* [Work instructions]:
Update the column below on crack-pipe mouthpieces: reproduce its passage beginning with the words "Apparently, all five" and stopping after "on one pipe.", with "Toronto" replaced by "Montreal".

Province Column
Our drug addicts need real treatment, not mouthpieces for their crack pipes
David Berner
Special to The Province
Friday, January 04, 2008
Would you cross the street to give a drunk a clean shot glass? Of course not.
But that only means you have better instincts and more common sense in your pinkie finger than all the geniuses in the Ministry of Health.
Yesterday, this newspaper headlined the news that free plastic mouthpieces are on the way for crack pipes and their users.
Apparently, all five provincial health authorities will participate in this giveaway.
The rationale is that this will stem the tide of hepatitis C -- spread, we are told, by sharing crack pipes.
The impetus for this bad policy, as it often is with harm-reduction strategies, is truly bad science.
It is based on one study in Toronto with 51 participants, in which the hepatitis virus was found on one pipe.
In Grade 9 chemistry, you'd get a D for work like this.
Dr. Perry Kendall, B.C.'s chief medical officer, says that giving crack addicts clean mouthpieces will "introduce people to health care and addiction treatment services as well."
Really, doctor?
On Monday, I asked a long-time Burnaby RCMP officer about the availability of treatment options in his district for addicted youth.
His answer? "I don't know of any."
Wednesday's news follows fast on the story that the
Vancouver Island Health Authority was gearing up to give entire crack-smoking kits for free to addicts in Duncan,
Courtenay, Nanaimo and Campbell River.
And Victoria Mayor Alan Lowe has for many months been petitioning to open not one, but four safe-injection sites in his city. Further, he proposes that one of the sites be a mobile unit.
"Step right up! Shoot in comfort here!"
Are you familiar with the mobile cancer station driving through your neighbourhood? The Arthritis on Wheels program?

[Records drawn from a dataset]
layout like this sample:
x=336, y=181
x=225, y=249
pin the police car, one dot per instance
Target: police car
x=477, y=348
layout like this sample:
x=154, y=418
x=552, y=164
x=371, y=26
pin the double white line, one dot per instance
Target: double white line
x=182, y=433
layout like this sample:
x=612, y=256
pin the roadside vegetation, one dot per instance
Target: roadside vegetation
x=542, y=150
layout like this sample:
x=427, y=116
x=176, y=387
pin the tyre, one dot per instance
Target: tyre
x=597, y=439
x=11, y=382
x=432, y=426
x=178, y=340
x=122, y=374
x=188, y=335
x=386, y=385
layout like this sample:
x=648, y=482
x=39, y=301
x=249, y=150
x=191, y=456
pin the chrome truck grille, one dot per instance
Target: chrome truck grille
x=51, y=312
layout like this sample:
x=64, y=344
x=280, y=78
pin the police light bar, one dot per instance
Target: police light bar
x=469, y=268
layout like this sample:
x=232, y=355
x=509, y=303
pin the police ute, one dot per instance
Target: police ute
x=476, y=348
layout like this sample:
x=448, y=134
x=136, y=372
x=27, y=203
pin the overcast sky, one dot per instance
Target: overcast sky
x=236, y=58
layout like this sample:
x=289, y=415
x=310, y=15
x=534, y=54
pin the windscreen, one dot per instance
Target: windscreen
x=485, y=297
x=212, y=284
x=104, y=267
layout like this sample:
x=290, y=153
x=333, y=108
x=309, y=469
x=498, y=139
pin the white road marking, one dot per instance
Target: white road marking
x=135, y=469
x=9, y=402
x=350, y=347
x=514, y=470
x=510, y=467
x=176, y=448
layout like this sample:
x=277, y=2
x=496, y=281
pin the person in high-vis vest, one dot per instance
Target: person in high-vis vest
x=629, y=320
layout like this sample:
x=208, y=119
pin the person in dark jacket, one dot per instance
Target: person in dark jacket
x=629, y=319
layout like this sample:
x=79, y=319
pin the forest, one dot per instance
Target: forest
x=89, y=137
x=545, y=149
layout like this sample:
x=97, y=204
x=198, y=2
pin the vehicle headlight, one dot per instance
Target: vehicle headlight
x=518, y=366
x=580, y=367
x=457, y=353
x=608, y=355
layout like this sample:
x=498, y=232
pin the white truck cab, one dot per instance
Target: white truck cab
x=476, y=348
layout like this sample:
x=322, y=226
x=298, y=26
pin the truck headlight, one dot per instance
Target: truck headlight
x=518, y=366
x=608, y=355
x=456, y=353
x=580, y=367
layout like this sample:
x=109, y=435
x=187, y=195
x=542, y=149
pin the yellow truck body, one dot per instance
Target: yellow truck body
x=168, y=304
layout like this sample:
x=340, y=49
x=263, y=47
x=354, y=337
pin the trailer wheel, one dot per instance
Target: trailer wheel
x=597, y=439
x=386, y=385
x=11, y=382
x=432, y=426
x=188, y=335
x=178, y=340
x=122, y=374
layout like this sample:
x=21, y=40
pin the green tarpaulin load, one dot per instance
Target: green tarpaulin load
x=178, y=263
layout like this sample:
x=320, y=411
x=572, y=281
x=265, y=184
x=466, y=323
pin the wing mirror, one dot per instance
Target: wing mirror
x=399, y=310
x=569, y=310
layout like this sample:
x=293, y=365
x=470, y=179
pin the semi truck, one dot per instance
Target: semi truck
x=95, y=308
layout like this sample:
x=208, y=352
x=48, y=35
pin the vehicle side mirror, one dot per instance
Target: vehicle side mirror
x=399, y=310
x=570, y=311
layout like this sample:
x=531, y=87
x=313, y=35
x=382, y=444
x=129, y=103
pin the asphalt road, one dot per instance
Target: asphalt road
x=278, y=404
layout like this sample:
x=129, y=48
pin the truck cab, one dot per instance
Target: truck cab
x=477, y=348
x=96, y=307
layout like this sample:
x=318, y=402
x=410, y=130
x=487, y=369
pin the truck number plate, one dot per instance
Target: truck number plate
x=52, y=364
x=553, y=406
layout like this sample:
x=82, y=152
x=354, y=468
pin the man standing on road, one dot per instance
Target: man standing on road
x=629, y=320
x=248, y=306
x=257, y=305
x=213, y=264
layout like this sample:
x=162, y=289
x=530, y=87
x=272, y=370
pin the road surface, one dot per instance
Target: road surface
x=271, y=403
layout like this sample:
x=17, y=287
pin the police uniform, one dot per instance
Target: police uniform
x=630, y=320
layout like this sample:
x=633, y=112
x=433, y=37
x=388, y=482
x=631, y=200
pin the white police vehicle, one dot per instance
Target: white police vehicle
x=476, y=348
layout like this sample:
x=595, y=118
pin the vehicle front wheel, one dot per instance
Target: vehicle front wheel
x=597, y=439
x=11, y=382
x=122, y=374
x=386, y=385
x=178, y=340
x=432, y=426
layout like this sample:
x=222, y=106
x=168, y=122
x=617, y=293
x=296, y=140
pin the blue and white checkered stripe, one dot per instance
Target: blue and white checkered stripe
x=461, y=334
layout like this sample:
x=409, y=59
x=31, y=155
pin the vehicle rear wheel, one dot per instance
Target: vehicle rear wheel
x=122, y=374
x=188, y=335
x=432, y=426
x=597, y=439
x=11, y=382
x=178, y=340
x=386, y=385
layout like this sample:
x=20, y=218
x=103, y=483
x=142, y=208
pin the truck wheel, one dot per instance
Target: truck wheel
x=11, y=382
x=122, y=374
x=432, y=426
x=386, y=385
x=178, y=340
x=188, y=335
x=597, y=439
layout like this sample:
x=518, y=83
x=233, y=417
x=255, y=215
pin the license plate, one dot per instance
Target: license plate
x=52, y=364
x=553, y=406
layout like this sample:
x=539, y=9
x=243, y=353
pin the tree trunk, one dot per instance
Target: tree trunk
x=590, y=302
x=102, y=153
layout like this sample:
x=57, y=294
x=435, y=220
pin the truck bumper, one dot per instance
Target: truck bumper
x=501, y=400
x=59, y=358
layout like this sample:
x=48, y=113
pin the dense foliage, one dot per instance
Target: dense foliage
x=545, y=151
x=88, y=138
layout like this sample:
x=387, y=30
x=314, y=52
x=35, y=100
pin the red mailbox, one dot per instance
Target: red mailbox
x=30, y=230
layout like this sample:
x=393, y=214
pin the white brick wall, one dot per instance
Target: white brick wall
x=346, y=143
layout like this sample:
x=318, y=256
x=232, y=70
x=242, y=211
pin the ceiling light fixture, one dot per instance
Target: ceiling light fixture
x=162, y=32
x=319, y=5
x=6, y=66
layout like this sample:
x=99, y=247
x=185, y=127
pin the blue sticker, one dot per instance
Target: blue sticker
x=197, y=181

* [Answer box]:
Apparently, all five provincial health authorities will participate in this giveaway.
The rationale is that this will stem the tide of hepatitis C -- spread, we are told, by sharing crack pipes.
The impetus for this bad policy, as it often is with harm-reduction strategies, is truly bad science.
It is based on one study in Montreal with 51 participants, in which the hepatitis virus was found on one pipe.